◆ **DIRECTION 1**: From the listing, pull out the lines beginning at the line containing "# test: mark the dinosaur body, one" and stopping after the line containing "point(317, 185)". Reproduce them unchanged.

◆ **EXCERPTED TEXT**:
:::::
Filed: Jul. 15, 2015

Not for publication

Prevailing Party: The State Of Oklahoma

Summary

Deandre Bethel appealed his conviction for First Degree Felony Murder. Conviction and sentence were affimed for Counts 1, 3, and 4; however, Count 2 (Robbery with a Firearm) was reversed and dismissed. Judge Lumpkin dissented.

Decision

The Judgment and Sentence of the district court on Counts 1, 3 and 4 is AFFIRMED. Count 2 is REVERSED and REMANDED to the district court with instructions to DISMISS. Pursuant to Rule 3.15, Rules of the Oklahoma Court of Criminal Appeals, Title 22, Ch. 18, App. (2015), the MANDATE is ORDERED issued upon delivery and filing of this decision.

Issues

  • was the evidence sufficient to support his convictions for Counts 1 and 2
  • must his conviction and sentence for Robbery with a Firearm be vacated because the same charge served as the underlying felony for his conviction of felony murder
  • did the district court err by failing to instruct the jury on the lesser offenses of Second Degree Depraved Mind Murder, Second Degree Felony Murder, and Accessory After the Fact
  • did the district court fail to comply with the law governing contact with jurors during deliberations and fail to advise deadlocked jurors not to surrender their honest convictions concerning the weight of the evidence in order to reach a verdict
  • was he denied a fair trial by the admission of improper law enforcement opinion testimony that invaded the province of the jury
  • did the admission of an audiotape recording of a jail phone call between Bethel and his mother result in a violation of his due process rights
  • was improper victim impact evidence admitted at trial
  • were Counts 3 and 4 improperly joined for trial with Counts 1 and 2
  • did the district court err in denying his motion to suppress evidence
  • was he deprived of the effective assistance of counsel

Findings

  • Evidence was sufficient to support convictions for Counts 1 and 2.
:::::
◆ **DATASET EXTRACT**:
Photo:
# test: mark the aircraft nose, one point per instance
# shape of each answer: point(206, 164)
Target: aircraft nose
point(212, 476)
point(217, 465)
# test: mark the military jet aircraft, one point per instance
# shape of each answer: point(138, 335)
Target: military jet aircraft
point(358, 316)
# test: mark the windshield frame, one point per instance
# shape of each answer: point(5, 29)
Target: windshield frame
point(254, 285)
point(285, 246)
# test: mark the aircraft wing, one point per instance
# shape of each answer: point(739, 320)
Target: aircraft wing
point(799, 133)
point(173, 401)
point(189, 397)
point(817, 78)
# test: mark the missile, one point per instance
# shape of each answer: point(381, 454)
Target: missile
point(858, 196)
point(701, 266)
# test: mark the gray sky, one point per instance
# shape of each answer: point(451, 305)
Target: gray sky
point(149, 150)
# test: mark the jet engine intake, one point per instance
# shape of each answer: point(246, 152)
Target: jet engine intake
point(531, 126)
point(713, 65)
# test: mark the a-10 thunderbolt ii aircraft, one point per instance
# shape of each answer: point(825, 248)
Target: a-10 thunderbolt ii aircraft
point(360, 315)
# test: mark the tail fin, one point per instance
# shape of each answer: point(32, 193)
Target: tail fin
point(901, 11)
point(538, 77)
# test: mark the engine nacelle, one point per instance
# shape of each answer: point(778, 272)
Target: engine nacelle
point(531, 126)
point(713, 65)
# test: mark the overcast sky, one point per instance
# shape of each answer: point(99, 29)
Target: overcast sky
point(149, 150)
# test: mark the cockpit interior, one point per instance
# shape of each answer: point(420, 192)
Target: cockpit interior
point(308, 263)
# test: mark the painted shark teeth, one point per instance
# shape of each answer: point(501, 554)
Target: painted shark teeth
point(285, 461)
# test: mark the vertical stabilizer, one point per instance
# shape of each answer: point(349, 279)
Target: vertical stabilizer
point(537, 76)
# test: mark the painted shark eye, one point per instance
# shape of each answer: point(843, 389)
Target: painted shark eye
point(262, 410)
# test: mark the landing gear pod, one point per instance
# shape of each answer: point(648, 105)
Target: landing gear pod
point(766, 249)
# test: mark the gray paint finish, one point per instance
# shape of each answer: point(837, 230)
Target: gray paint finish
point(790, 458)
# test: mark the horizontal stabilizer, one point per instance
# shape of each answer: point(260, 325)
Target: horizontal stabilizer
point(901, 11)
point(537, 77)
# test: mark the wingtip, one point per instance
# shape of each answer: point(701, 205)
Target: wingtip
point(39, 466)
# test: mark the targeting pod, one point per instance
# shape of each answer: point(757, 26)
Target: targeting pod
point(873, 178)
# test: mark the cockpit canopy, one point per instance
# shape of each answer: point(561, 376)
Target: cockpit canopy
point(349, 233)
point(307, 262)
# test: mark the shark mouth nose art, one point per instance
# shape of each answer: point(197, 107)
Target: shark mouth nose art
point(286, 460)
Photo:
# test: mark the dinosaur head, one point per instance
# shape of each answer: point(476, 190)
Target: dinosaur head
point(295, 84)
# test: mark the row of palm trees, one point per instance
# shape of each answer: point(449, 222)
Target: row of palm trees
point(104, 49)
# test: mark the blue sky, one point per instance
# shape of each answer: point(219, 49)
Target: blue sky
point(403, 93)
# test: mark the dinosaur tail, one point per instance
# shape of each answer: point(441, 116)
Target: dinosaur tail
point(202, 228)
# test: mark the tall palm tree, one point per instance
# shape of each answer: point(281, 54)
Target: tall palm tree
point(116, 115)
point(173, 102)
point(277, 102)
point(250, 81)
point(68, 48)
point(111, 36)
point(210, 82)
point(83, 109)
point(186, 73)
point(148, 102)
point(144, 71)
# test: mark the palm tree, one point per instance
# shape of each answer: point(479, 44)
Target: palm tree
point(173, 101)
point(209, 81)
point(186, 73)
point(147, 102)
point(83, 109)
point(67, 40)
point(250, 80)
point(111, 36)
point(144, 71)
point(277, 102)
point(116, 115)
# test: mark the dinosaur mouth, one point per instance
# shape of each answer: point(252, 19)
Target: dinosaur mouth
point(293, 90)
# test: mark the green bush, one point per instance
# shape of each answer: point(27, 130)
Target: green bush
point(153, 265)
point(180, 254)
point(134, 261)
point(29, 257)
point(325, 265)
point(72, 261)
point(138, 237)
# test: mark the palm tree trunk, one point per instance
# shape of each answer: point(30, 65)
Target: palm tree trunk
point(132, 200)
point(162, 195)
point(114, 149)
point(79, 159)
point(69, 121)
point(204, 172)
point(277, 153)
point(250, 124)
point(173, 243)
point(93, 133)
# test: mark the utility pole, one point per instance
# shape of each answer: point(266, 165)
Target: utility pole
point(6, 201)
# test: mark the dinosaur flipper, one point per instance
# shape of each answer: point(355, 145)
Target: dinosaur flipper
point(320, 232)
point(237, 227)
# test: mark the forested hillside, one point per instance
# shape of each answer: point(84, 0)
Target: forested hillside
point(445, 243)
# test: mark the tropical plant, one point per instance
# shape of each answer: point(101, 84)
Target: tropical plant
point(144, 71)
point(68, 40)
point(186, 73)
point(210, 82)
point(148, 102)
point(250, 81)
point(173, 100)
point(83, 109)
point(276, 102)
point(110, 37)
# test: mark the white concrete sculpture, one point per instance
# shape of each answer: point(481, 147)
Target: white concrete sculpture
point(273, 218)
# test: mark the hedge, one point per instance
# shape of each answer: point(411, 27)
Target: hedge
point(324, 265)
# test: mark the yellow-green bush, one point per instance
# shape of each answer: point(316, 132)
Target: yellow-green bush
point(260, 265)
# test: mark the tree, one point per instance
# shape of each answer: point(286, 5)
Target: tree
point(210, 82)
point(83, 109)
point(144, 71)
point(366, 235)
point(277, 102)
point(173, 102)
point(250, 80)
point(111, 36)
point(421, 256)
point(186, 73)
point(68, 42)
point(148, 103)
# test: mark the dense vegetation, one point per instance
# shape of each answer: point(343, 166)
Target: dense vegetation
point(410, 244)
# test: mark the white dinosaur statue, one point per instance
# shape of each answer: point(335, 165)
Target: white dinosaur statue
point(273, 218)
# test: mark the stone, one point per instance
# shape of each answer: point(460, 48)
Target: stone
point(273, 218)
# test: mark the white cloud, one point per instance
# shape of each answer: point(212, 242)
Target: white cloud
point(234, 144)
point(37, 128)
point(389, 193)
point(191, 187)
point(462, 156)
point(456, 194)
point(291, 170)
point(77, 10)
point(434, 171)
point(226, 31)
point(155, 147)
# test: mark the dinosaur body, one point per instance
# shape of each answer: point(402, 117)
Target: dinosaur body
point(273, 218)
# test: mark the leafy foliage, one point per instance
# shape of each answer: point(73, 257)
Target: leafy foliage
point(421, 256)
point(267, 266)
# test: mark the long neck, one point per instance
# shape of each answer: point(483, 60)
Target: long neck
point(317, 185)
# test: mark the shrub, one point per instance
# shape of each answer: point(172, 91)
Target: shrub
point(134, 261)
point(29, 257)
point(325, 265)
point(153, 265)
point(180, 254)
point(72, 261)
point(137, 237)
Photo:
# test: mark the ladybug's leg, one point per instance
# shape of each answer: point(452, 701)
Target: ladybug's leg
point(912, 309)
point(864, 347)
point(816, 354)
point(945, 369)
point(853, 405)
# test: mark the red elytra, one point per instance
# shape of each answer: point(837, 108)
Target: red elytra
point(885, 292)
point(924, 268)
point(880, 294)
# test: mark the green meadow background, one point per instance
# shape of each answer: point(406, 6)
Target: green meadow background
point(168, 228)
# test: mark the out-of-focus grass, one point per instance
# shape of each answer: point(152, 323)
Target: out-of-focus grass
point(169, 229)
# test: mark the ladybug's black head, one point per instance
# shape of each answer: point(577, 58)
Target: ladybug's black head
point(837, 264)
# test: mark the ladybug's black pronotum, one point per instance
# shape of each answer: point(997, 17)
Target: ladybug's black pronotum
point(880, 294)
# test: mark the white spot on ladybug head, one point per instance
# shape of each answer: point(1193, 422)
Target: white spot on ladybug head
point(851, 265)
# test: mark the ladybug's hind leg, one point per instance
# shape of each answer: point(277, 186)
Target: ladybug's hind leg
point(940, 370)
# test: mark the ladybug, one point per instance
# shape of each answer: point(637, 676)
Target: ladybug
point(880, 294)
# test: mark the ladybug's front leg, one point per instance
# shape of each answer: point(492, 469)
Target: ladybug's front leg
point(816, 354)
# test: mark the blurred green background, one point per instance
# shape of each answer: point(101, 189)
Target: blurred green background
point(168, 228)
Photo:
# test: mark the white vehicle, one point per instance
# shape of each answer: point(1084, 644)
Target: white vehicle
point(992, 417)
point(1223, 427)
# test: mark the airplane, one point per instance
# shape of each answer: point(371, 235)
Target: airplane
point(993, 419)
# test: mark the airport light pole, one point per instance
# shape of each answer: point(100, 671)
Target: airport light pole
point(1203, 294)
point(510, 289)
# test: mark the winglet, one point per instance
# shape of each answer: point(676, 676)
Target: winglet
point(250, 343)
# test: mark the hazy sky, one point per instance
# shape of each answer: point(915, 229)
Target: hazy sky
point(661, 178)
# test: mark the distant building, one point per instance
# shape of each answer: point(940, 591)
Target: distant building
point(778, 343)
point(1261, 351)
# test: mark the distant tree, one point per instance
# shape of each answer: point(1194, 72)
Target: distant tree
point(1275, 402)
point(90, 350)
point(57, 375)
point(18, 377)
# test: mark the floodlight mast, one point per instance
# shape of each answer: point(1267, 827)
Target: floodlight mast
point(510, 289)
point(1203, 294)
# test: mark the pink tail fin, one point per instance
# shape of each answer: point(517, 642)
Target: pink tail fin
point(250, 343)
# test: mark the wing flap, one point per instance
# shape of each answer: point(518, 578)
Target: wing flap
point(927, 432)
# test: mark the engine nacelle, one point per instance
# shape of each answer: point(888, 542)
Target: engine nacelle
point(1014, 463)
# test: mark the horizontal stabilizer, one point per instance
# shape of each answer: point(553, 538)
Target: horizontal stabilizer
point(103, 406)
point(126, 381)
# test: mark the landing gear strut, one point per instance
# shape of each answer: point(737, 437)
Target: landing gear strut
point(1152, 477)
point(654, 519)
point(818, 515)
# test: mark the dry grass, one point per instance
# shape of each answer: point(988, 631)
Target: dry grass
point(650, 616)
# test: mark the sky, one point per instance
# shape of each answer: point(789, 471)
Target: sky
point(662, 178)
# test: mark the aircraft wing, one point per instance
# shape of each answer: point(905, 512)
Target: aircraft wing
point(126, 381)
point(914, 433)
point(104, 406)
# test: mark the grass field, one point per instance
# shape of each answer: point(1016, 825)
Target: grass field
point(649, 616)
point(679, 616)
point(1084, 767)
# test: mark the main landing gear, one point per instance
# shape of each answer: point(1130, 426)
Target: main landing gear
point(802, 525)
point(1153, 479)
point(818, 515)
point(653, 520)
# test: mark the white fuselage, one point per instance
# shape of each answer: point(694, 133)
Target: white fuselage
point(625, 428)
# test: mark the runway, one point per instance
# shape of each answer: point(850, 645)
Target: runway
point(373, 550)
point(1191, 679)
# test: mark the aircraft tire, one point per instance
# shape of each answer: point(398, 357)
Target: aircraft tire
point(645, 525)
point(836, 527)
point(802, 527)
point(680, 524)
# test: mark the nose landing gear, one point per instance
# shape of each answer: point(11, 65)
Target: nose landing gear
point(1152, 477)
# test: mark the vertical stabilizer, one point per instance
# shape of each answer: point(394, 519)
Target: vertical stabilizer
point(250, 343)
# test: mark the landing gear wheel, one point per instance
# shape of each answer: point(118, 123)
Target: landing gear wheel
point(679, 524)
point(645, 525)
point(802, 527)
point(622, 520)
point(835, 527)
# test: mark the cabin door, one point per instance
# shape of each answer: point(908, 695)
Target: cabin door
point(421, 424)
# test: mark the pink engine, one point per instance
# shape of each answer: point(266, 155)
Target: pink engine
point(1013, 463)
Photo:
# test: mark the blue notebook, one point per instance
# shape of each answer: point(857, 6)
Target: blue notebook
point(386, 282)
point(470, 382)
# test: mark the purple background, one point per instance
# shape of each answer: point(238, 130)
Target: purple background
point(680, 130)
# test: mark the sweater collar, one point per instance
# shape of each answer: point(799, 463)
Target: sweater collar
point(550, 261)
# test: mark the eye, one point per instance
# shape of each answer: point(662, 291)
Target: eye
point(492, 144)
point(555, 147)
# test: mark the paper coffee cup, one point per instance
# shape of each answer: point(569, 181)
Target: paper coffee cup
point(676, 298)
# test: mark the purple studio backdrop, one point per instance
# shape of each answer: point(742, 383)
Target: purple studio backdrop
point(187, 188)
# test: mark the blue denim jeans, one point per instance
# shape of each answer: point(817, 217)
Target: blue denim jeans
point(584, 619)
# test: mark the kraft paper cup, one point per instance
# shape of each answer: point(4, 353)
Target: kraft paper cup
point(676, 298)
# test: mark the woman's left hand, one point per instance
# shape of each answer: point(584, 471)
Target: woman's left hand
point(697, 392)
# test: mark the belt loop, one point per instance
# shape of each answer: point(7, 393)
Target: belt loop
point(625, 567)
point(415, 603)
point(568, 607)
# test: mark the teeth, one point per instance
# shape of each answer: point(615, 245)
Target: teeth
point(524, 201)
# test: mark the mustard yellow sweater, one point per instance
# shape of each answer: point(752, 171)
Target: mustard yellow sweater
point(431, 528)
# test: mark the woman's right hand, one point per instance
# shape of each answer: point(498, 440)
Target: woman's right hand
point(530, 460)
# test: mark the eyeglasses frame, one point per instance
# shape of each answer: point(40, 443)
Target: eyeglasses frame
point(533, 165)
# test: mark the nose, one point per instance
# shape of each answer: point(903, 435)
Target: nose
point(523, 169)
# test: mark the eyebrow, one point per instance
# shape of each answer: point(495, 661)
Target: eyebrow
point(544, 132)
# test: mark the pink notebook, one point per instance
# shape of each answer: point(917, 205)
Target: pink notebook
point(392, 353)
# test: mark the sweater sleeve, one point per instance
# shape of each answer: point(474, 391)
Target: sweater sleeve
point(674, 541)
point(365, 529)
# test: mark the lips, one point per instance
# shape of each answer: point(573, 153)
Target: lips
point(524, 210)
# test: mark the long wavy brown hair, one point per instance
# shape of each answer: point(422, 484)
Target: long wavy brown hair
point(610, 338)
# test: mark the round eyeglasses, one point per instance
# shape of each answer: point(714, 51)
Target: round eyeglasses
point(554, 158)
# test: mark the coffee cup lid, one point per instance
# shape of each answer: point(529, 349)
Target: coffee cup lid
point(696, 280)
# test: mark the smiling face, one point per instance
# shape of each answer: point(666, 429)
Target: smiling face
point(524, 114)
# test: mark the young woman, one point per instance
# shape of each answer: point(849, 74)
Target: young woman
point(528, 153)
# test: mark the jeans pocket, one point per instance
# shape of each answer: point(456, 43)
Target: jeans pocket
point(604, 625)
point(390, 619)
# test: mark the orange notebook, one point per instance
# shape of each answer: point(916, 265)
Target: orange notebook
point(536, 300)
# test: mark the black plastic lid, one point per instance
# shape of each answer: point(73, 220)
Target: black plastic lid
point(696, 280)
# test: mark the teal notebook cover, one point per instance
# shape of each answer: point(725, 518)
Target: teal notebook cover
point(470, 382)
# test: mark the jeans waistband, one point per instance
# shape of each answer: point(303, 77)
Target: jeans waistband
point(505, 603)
:::::
◆ **DIRECTION 2**: Copy the appeal summary word for word, starting at the words "Filed: Jul. 15, 2015" and stopping after the words "Judge Lumpkin dissented.".

◆ **WRITTEN REPLY 1**:
# test: mark the dinosaur body, one point per instance
# shape of each answer: point(402, 117)
Target: dinosaur body
point(273, 218)
# test: mark the leafy foliage, one point per instance
# shape of each answer: point(73, 257)
Target: leafy foliage
point(421, 256)
point(267, 266)
# test: mark the long neck, one point per instance
# shape of each answer: point(483, 60)
Target: long neck
point(317, 185)

◆ **WRITTEN REPLY 2**:
Filed: Jul. 15, 2015

Not for publication

Prevailing Party: The State Of Oklahoma

Summary

Deandre Bethel appealed his conviction for First Degree Felony Murder. Conviction and sentence were affimed for Counts 1, 3, and 4; however, Count 2 (Robbery with a Firearm) was reversed and dismissed. Judge Lumpkin dissented.